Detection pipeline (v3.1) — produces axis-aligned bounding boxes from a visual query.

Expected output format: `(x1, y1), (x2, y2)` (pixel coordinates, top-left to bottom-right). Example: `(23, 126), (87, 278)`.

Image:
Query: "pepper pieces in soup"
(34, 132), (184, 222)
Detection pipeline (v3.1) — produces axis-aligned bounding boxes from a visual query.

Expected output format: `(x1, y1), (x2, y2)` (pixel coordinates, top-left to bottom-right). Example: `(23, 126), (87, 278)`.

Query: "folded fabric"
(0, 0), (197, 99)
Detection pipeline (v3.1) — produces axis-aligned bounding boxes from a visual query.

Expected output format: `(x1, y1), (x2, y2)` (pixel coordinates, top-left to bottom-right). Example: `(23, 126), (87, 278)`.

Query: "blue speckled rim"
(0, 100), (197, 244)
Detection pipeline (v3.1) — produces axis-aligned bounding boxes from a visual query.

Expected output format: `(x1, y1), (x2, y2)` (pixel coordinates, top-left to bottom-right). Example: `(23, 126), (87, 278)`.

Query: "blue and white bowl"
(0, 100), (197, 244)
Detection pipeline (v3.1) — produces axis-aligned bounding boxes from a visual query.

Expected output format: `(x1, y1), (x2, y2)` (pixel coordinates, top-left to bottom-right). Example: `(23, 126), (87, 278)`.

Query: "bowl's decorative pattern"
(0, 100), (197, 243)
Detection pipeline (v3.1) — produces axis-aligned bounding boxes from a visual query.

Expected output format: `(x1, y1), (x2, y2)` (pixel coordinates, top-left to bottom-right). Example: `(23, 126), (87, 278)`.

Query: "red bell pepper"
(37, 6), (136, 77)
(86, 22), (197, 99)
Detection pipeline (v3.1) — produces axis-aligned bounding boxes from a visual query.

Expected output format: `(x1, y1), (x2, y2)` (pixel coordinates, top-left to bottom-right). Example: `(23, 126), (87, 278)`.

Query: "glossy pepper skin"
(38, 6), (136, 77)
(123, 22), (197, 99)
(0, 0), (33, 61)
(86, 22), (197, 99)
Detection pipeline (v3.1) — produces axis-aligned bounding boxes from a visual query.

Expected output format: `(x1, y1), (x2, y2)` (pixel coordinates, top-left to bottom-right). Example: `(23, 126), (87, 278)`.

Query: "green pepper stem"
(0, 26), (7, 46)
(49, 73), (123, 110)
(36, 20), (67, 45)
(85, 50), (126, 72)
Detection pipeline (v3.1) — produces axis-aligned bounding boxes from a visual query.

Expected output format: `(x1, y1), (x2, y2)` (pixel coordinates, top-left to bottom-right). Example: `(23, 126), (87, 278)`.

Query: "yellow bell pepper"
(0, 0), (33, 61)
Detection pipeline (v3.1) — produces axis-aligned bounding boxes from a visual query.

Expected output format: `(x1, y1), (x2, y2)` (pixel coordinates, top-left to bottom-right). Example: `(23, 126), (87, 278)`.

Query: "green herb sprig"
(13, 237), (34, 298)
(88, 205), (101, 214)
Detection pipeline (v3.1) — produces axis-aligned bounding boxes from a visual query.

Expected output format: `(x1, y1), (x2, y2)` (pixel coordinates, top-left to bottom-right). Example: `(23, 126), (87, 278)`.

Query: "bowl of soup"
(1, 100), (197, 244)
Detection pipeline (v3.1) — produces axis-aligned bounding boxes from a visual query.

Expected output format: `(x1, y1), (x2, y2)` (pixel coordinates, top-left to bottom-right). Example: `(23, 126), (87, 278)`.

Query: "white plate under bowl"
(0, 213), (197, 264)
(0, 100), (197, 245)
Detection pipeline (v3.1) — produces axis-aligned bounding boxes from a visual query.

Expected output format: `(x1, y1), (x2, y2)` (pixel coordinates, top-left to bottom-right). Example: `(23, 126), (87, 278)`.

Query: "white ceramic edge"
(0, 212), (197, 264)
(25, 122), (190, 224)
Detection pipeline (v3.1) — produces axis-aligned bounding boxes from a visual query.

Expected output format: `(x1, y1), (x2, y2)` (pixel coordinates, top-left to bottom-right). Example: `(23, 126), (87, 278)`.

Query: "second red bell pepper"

__Written instruction__
Pull out every line in the rows above that contains the word "soup".

__In response__
Query: "pepper pieces in soup"
Query: "bowl of soup"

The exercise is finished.